Quote each of the records below verbatim, from the first line to the last.

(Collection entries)
___
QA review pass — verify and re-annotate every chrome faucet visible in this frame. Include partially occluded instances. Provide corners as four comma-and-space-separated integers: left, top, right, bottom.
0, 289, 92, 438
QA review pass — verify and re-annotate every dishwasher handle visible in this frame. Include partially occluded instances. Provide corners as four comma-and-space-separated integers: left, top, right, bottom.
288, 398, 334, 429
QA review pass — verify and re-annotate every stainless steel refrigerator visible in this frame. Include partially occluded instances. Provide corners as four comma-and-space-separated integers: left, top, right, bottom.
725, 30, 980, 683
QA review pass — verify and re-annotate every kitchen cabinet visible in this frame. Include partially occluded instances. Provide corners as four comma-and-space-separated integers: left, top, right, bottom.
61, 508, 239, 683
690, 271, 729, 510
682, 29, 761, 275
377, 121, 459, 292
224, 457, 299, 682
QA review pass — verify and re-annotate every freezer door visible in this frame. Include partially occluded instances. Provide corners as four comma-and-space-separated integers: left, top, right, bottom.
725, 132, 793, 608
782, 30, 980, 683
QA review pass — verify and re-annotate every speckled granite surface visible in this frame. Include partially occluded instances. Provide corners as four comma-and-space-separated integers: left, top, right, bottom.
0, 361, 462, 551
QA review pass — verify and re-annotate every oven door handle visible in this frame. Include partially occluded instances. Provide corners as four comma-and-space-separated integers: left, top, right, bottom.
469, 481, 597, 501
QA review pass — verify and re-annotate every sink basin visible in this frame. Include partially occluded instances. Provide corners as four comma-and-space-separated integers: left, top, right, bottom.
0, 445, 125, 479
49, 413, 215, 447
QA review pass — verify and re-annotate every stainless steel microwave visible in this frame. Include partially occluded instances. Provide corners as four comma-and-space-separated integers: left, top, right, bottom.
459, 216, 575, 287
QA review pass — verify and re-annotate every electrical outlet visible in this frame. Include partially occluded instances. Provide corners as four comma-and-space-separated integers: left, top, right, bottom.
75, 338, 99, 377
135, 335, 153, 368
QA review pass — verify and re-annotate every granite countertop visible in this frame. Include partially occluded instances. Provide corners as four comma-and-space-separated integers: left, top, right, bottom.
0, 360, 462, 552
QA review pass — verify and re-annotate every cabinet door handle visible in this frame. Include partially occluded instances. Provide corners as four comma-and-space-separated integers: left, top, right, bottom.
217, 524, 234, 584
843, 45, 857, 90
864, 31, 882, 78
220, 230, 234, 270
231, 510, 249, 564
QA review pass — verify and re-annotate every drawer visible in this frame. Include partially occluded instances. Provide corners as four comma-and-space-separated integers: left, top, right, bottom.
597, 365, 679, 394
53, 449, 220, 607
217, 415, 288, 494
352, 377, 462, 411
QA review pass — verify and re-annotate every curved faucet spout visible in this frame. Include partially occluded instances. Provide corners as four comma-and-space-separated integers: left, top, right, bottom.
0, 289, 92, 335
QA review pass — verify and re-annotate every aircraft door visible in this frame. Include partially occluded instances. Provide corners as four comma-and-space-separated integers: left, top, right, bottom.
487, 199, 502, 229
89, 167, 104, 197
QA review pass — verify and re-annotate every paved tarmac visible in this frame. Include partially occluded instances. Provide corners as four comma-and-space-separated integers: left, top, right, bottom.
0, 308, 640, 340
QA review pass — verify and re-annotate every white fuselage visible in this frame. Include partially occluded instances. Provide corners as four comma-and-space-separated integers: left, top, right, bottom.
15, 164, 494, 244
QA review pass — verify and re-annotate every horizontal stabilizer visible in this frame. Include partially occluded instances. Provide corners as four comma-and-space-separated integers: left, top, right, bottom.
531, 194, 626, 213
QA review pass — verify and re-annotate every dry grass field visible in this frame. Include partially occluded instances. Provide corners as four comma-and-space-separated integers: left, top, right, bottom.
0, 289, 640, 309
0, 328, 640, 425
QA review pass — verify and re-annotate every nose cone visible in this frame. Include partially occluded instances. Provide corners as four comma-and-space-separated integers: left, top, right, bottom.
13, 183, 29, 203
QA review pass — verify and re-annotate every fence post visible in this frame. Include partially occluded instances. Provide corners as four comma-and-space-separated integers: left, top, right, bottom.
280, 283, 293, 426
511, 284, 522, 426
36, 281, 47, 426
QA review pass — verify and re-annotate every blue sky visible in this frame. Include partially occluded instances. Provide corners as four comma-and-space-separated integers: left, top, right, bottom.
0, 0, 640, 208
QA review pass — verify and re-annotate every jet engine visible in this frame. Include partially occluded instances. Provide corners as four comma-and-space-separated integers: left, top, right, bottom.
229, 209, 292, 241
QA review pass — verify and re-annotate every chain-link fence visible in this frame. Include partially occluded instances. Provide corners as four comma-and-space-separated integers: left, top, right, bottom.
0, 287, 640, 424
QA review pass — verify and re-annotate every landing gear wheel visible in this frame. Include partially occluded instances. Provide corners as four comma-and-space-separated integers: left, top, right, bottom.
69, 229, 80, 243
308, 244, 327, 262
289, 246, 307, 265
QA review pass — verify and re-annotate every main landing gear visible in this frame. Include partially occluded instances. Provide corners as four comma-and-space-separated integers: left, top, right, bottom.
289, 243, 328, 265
___
TASK OUTPUT:
QA review pass — verify and re-annotate every chrome faucet visible in this frame. Include partially occluded instances. Provide corners as four comma-and-space-separated integers: left, top, right, bottom.
0, 289, 92, 438
QA review pass — verify and re-annotate every dishwasher handle visible in this frame. Include partially occluded instances. Provide corners as four comma-and-space-separated integers: left, top, right, bottom.
288, 398, 334, 429
QA review pass — verify and re-annotate every stainless steel refrigerator visible in this frame. Include partially occluded instances. Provide corners as four comma-and-space-separated integers: left, top, right, bottom.
725, 30, 980, 683
QA review pass — verify and re-annotate every kitchen cabinet visible in this frame. Include partially occluded instances. Provide corners as four comma-and-space-separated integers: left, top, right, bottom.
61, 508, 239, 683
690, 271, 729, 510
682, 29, 761, 275
377, 121, 459, 292
224, 457, 299, 682
QA review pass — verify and re-annotate every freezer door visible in this frame. Include partially occluded instances. Provide corners as four comma-and-space-separated integers: left, top, right, bottom.
725, 132, 793, 608
782, 30, 980, 683
QA review pass — verify and re-annotate every speckled granite surface visible in this frame. Include partially occluded instances. Provide corners as four comma-and-space-separated integers: left, top, right, bottom.
0, 361, 462, 551
QA review pass — verify and re-annotate every oven door handle visible in this frame. Include partially occluded instances. Provide corners as four comma-and-space-separated integers: left, top, right, bottom.
469, 481, 597, 501
QA review pass — verify and re-annotate every sink basin visible in this frame. Include partially occluded instances. Provide corners as four comma-and-space-separated integers: left, top, right, bottom.
0, 445, 125, 479
49, 413, 215, 447
QA review pass — verify and re-annotate every stainless steel microwave visible in this frame. Include partially occluded instances. Provide corners as four comma-and-space-separated integers: left, top, right, bottom.
459, 216, 575, 287
QA review pass — verify and re-annotate every electrical outlet visible in this frame. Include partially occluded instances. Provide corners as four comma-and-space-separated integers: left, top, right, bottom.
75, 338, 99, 377
135, 335, 153, 368
QA review pass — verify and re-annotate every granite countertop visible in this frame. Include partially occluded instances. Provide corners as four comma-and-space-separated integers: left, top, right, bottom.
0, 360, 462, 552
QA review pass — verify and re-annotate every cabinet door handle visible in this frame. Include partially occluded instances. Provide corners as four comma-and-space-separated integers: left, top, right, bottom.
217, 524, 234, 584
843, 45, 857, 90
864, 31, 882, 78
220, 230, 234, 270
231, 510, 249, 564
QA review pass — verify and re-annotate every drawer visible in this frame. Include partially occluded instances. Provide corners as four comma-and-space-separated integers: left, top, right, bottom.
597, 365, 679, 394
53, 449, 220, 607
217, 415, 288, 494
352, 377, 462, 411
QA review pass — verify and re-annotate every curved faucet spout visible in this frame. Include partially occluded instances. Provide corners as four comma-and-space-separated integers: left, top, right, bottom.
0, 289, 92, 335
QA review pass — verify and re-annotate every aircraft door visible in this frame. Include partially occluded instances. Provide corners as four comma-and-space-separated integers: left, top, right, bottom.
487, 199, 502, 229
89, 167, 104, 197
QA review pass — verify and re-annotate every paved tarmac visible in this frame. Include partially occluded instances. Provide corners as four comma-and-space-separated integers: left, top, right, bottom.
0, 308, 640, 340
QA review pass — verify and re-annotate every white fuselage visible in this frame. Include partially occluded instances. Provide corners as four comma-and-space-separated integers: left, top, right, bottom.
15, 164, 494, 244
QA review pass — verify and re-annotate every horizontal stabilizer visible in this frame. Include partially occluded instances. Provide corners as four comma-and-space-separated integers: left, top, right, bottom.
531, 194, 626, 213
QA review pass — verify and re-annotate every dry grass field visible in this frame. Include partially occluded instances. Provide corners as four comma-and-space-separated integers: left, top, right, bottom.
0, 289, 640, 309
0, 328, 640, 425
QA review pass — verify and re-annotate every nose cone visible in this frame. Include partially occluded instances. Provide corners as four comma-and-space-separated integers: left, top, right, bottom.
13, 183, 29, 203
QA review pass — verify and re-annotate every fence post visible in this frame. Include partially occluded instances. Provide corners as four comma-and-space-separated integers: left, top, right, bottom.
280, 283, 293, 426
511, 284, 522, 426
36, 281, 47, 426
QA review pass — verify and re-annotate every blue sky visible in this frame. Include partially occluded instances. Provide corners as four comma-and-space-separated integers: left, top, right, bottom.
0, 0, 640, 208
QA review pass — verify and re-annotate every jet engine visible in this frame. Include partially occluded instances. Provide corners as four comma-and-space-separated integers: left, top, right, bottom.
229, 209, 292, 241
QA review pass — verify and re-annotate every chain-link fence visible in this frame. Include partially occluded instances. Provide corners as four comma-and-space-separated integers: left, top, right, bottom.
0, 287, 640, 424
QA review pass — verify and re-annotate every landing gear wheel visible in this frame. Include partially occluded instances. Provide corners as four comma-and-space-separated integers: left, top, right, bottom.
69, 229, 80, 243
308, 244, 327, 262
289, 246, 307, 265
QA review pass — verify and re-annotate every main landing gear visible in this frame. Include partially occluded instances. Provide corners as four comma-and-space-separated integers: left, top, right, bottom.
289, 243, 328, 265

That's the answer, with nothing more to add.